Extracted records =
★ ★ ★

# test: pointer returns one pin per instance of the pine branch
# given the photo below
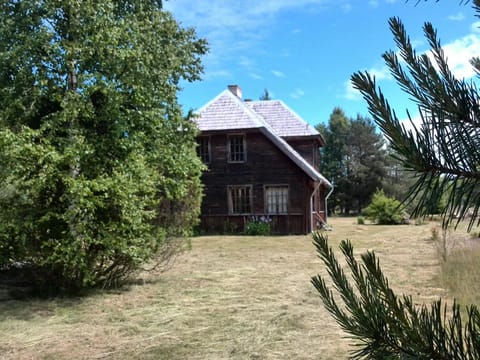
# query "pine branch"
(384, 325)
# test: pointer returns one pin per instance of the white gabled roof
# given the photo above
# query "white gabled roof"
(282, 119)
(227, 112)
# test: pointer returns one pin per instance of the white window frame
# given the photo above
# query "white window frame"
(237, 156)
(237, 205)
(205, 156)
(277, 198)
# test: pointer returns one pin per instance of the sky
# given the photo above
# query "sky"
(305, 51)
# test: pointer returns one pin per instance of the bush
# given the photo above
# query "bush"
(384, 210)
(258, 226)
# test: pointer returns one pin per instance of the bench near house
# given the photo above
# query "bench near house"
(262, 160)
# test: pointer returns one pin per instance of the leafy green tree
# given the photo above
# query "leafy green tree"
(365, 163)
(332, 155)
(444, 151)
(96, 157)
(384, 210)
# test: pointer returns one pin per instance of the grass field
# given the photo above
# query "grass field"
(230, 297)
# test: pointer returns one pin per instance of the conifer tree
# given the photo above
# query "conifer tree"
(444, 152)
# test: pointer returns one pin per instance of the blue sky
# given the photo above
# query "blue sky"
(304, 51)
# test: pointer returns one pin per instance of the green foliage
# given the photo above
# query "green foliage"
(258, 226)
(97, 162)
(384, 325)
(444, 152)
(384, 210)
(444, 149)
(353, 158)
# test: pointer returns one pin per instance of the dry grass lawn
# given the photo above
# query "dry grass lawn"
(230, 297)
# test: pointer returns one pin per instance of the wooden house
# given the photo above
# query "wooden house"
(262, 161)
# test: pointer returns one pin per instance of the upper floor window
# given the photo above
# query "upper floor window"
(237, 148)
(240, 199)
(276, 199)
(203, 149)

★ ★ ★

About this exercise = The entries must be written out again unchanged. Images are to be left out.

Answer section =
# test: pointer returns one pin per instance of the pine branch
# given the photo below
# query "pine branch"
(384, 325)
# test: pointer returns one pin per instance of the white gabled roof
# given the photo above
# query "white gabled roof"
(282, 119)
(227, 112)
# test: pointer returns one pin per instance of the white window frame
# given the photo above
# query "white window frame"
(237, 156)
(237, 205)
(205, 156)
(277, 198)
# test: pointer returns one pin per instance of the sky
# given the photo above
# query "sky"
(305, 51)
# test: pointer returns one pin per instance of the bush
# given the photo above
# query "bush"
(384, 210)
(258, 226)
# test: pointer returns one pin per instance of the bench near house
# given the photo above
# query "bench near house"
(262, 160)
# test: pointer returns one pin per instance of the leafy green tree
# given the photo above
# query "leafy green tree"
(365, 163)
(332, 155)
(444, 151)
(96, 157)
(384, 210)
# test: pointer returns one pin per instance of the grass field
# given the photo above
# query "grass field"
(230, 297)
# test: pointer returns one pin per instance of the conifer tree
# given the photo above
# query "conifer tree"
(444, 152)
# test: pointer returns one pin per instance of the blue sky
# given the photo above
# query "blue sky"
(304, 51)
# test: pointer returns one pin per instance of the green foliage
# given the photo above
# query "green foliage"
(258, 226)
(97, 162)
(384, 325)
(444, 152)
(384, 210)
(444, 149)
(353, 158)
# test: pointer returns one pin per instance of the dry grass lawn
# given the photo above
# query "dry grass lawn"
(230, 297)
# test: pointer returns one pin per instance of the wooden house
# given the photo above
# query "wooden house"
(262, 161)
# test: pointer returns one pin per instance of the upper floor window
# given the photo above
# query "upper floor window"
(237, 148)
(240, 199)
(276, 199)
(203, 149)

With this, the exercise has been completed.